++++ Supplied records

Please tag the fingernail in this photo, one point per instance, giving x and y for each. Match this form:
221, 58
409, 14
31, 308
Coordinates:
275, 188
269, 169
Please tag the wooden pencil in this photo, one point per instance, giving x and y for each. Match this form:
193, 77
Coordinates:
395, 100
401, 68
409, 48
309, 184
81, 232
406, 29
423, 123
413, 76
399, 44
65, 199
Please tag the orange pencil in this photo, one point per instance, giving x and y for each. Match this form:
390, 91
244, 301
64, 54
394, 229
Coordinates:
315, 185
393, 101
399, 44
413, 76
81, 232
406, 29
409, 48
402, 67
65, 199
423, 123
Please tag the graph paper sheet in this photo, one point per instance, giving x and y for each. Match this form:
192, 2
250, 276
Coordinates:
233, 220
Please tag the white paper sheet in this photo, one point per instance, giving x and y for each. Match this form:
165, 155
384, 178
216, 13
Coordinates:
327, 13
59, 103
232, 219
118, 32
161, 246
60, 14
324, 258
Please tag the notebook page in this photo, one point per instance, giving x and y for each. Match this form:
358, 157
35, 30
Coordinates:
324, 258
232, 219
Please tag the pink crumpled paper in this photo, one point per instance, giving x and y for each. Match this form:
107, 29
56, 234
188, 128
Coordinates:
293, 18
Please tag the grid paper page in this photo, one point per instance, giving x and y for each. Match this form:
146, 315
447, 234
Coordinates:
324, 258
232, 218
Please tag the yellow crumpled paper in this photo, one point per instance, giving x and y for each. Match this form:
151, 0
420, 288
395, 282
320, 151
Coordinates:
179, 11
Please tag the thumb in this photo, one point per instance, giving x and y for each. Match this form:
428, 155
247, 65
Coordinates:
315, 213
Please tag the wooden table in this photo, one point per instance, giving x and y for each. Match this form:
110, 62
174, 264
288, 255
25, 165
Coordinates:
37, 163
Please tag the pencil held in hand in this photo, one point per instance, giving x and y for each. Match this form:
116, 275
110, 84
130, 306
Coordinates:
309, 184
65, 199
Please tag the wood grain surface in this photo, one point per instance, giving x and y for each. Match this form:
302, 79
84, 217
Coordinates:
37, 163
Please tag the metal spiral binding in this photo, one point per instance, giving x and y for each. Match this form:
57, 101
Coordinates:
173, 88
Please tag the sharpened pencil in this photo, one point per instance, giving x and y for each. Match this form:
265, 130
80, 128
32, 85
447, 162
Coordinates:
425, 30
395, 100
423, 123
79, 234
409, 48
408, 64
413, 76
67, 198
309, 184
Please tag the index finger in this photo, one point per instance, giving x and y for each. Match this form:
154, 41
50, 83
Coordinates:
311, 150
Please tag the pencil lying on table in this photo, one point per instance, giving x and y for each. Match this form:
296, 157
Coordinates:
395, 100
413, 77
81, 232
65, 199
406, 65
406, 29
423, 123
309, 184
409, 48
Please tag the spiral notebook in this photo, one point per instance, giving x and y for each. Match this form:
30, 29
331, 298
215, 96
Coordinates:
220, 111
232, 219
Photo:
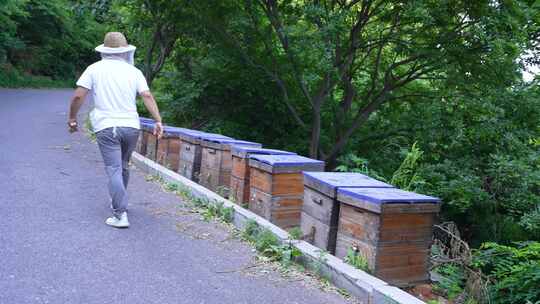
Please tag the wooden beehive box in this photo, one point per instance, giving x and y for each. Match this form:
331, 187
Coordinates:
168, 149
240, 170
320, 210
147, 129
190, 153
143, 138
277, 186
216, 162
391, 228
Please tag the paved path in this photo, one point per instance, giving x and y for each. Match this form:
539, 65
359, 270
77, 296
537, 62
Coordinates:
55, 247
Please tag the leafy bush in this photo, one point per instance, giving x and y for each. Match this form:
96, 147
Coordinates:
357, 259
513, 270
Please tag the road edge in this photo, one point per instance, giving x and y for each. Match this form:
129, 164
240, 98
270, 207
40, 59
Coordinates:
363, 286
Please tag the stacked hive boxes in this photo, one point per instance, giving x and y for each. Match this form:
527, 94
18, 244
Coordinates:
168, 149
343, 213
216, 162
190, 152
277, 188
391, 228
149, 140
143, 138
240, 174
320, 210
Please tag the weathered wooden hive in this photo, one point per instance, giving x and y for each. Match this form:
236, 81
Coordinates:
391, 228
151, 140
320, 211
277, 187
143, 138
190, 152
168, 149
216, 162
240, 170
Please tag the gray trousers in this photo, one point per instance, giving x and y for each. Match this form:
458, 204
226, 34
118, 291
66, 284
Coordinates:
116, 145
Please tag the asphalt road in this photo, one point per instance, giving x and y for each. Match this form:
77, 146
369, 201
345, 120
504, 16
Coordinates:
55, 247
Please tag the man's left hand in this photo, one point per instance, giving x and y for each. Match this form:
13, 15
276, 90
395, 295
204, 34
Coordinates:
73, 126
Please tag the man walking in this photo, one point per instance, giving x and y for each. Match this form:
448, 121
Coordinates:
114, 83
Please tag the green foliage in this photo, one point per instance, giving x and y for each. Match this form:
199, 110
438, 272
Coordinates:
11, 77
353, 163
296, 233
406, 176
452, 282
268, 245
47, 40
357, 259
514, 271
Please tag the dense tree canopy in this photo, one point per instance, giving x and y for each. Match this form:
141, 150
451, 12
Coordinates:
361, 84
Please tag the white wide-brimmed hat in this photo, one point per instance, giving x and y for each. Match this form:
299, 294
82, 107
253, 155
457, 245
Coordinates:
116, 43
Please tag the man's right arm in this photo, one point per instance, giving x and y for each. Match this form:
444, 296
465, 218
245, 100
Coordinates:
151, 106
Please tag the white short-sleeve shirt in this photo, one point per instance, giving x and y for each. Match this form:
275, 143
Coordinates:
114, 85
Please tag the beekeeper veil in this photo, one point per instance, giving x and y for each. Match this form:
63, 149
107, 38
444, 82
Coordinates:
115, 46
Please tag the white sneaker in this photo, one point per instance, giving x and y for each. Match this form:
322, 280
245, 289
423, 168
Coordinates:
121, 222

++++++++

# [Exercise prompt]
Reproduce every one of these lines, changing "one point per instance" to "a single point for each instance" wherever it appears and keeping all other text the same. Leave the pictures out of your answer.

# [Full solution]
Please tag the fingernail in this photo, a single point for each instance, giving x and y for each. Match this form:
221, 58
409, 14
31, 308
Coordinates:
275, 188
269, 169
Please tag the wooden pencil in this photo, a single point for each instance, giving x and y for each. Match this form:
193, 77
Coordinates:
395, 100
401, 68
409, 48
309, 184
81, 232
406, 29
423, 123
413, 76
399, 44
65, 199
Please tag the orange pencil in this photo, a single point for each instance, giving x and y for each. Match this form:
390, 91
244, 301
64, 54
394, 229
Coordinates:
315, 185
393, 101
399, 44
413, 76
81, 232
406, 29
409, 48
402, 67
65, 199
423, 123
Please tag the graph paper sheet in this photo, a single point for each instance, giving x and y for each. Match this form:
192, 2
250, 276
Coordinates:
233, 220
Please tag the white paper sheet in this photo, a single point for each instance, giving x and y for each. Match this form:
165, 155
384, 178
216, 13
Coordinates:
327, 13
59, 103
232, 219
118, 32
161, 246
60, 14
324, 258
Please tag the notebook page in this photo, a single point for each instance, giving x and y for each. Match this form:
358, 157
35, 30
Coordinates:
324, 258
232, 219
Please tag the pink crumpled paper in this photo, a single point for each instance, giving x and y for each. Match this form:
107, 29
56, 234
188, 128
Coordinates:
293, 18
Please tag the grid paper page in this photo, a single point for each instance, giving x and y for each. Match this form:
146, 315
447, 234
Coordinates:
324, 258
232, 218
Please tag the yellow crumpled paper in this photo, a single point for each instance, giving x and y for each. Match this form:
151, 0
420, 288
395, 282
320, 151
Coordinates:
179, 11
Please tag the thumb in this photo, a single point for each instance, giving x and y for each. Match this form:
428, 155
247, 65
Coordinates:
315, 213
Please tag the wooden table in this photo, a single point for each instance, giving x and y for each. Match this form:
110, 62
174, 264
288, 255
25, 165
Coordinates:
37, 163
Please tag the pencil held in hand in this photo, a single point for each instance, giving x and y for each. Match this form:
116, 275
110, 84
130, 306
Coordinates:
309, 184
65, 199
Please tag the wood grain surface in this photo, a single point for each instance, giving x and y for each. Match this form:
302, 79
84, 217
Coordinates:
37, 163
Please tag the metal spiral binding in this photo, a single point for each instance, giving x and y for each. Match this form:
57, 101
Coordinates:
173, 88
Please tag the sharpened pencil in this photo, a single point for each instance, giving x and y for each. Match this form:
265, 130
80, 128
32, 85
447, 162
Coordinates:
425, 30
395, 100
423, 123
79, 234
409, 48
408, 64
413, 76
67, 198
309, 184
Please tag the index finger in this photo, a single point for each instance, giving x and y for each. Match this form:
154, 41
50, 83
Coordinates:
311, 150
Please tag the pencil lying on table in this photo, a single point for each instance, giving x and y for each. Match this form:
296, 157
Coordinates:
395, 100
413, 77
81, 232
65, 199
406, 65
406, 29
423, 123
309, 184
409, 48
Please tag the spiral notebook in this photo, a single point for each instance, giving x and y for each. Match this form:
30, 29
331, 298
215, 96
Coordinates:
220, 111
232, 219
Photo:
Please tag the wooden beehive box in this photo, a single point for each instance, giving x and y for each. Match this form:
331, 187
Coordinates:
168, 149
240, 170
320, 210
147, 129
190, 153
143, 138
277, 186
216, 162
391, 228
Please tag the paved path in this photo, a single point for each instance, giving x and y for each. Match this form:
539, 65
359, 270
77, 296
537, 62
Coordinates:
55, 247
Please tag the leafy bush in this photo, a single point for each instance, giving x and y for each. Match this form:
96, 147
Coordinates:
357, 259
513, 270
Please tag the road edge in this photo, a single point for each instance, giving x and y for each. Match this form:
129, 164
240, 98
270, 207
40, 59
Coordinates:
363, 286
Please tag the stacked hive boxes in this photo, a single point for each instance, giving x and y for each. Match this form:
527, 94
18, 244
Coordinates:
168, 149
343, 213
216, 162
190, 152
277, 188
391, 228
149, 140
143, 138
240, 174
320, 210
Please tag the weathered wooden hive in this photo, a single point for each instance, giving x and y for each. Match this form:
236, 81
Coordinates:
391, 228
151, 140
320, 211
277, 187
143, 138
190, 152
168, 149
216, 162
240, 170
Please tag the gray trousers in this photo, a single point for each instance, giving x and y for each. Match this form:
458, 204
226, 34
118, 291
66, 284
Coordinates:
116, 145
Please tag the asphalt road in this photo, a single point for each instance, giving x and y for each. Match this form:
77, 146
369, 201
345, 120
504, 16
Coordinates:
55, 247
Please tag the man's left hand in this photo, a single point for each instance, giving x and y for each. Match this form:
13, 15
276, 90
395, 295
204, 34
Coordinates:
73, 126
Please tag the man walking in this photo, a single point for each instance, giving x and y for each. Match this form:
448, 121
Coordinates:
114, 83
Please tag the green foliage in this photo, a single point for each instance, giving x and y for each. Match this form:
199, 110
438, 272
Coordinates:
11, 77
353, 163
296, 233
406, 176
452, 282
268, 245
47, 40
357, 259
514, 271
Please tag the dense tree canopy in this photo, a single point for each instance, giving x and y for each. Match this form:
141, 150
451, 12
Coordinates:
361, 84
Please tag the white wide-brimmed hat in this photo, a single point for each instance, giving x and y for each. Match this form:
299, 294
82, 107
253, 155
457, 245
Coordinates:
116, 43
Please tag the man's right arm in this photo, a single point for each instance, giving x and y for each. Match this form:
444, 296
465, 218
245, 100
Coordinates:
151, 106
Please tag the white short-sleeve shirt in this photo, a single point for each instance, giving x and y for each. Match this form:
275, 143
Coordinates:
114, 85
Please tag the beekeeper veil in this photo, a single point for each instance, giving x and y for each. Match this form:
63, 149
107, 38
444, 82
Coordinates:
115, 46
Please tag the white sneaker in this photo, a single point for each instance, giving x and y for each. Match this form:
322, 280
245, 289
423, 168
Coordinates:
121, 222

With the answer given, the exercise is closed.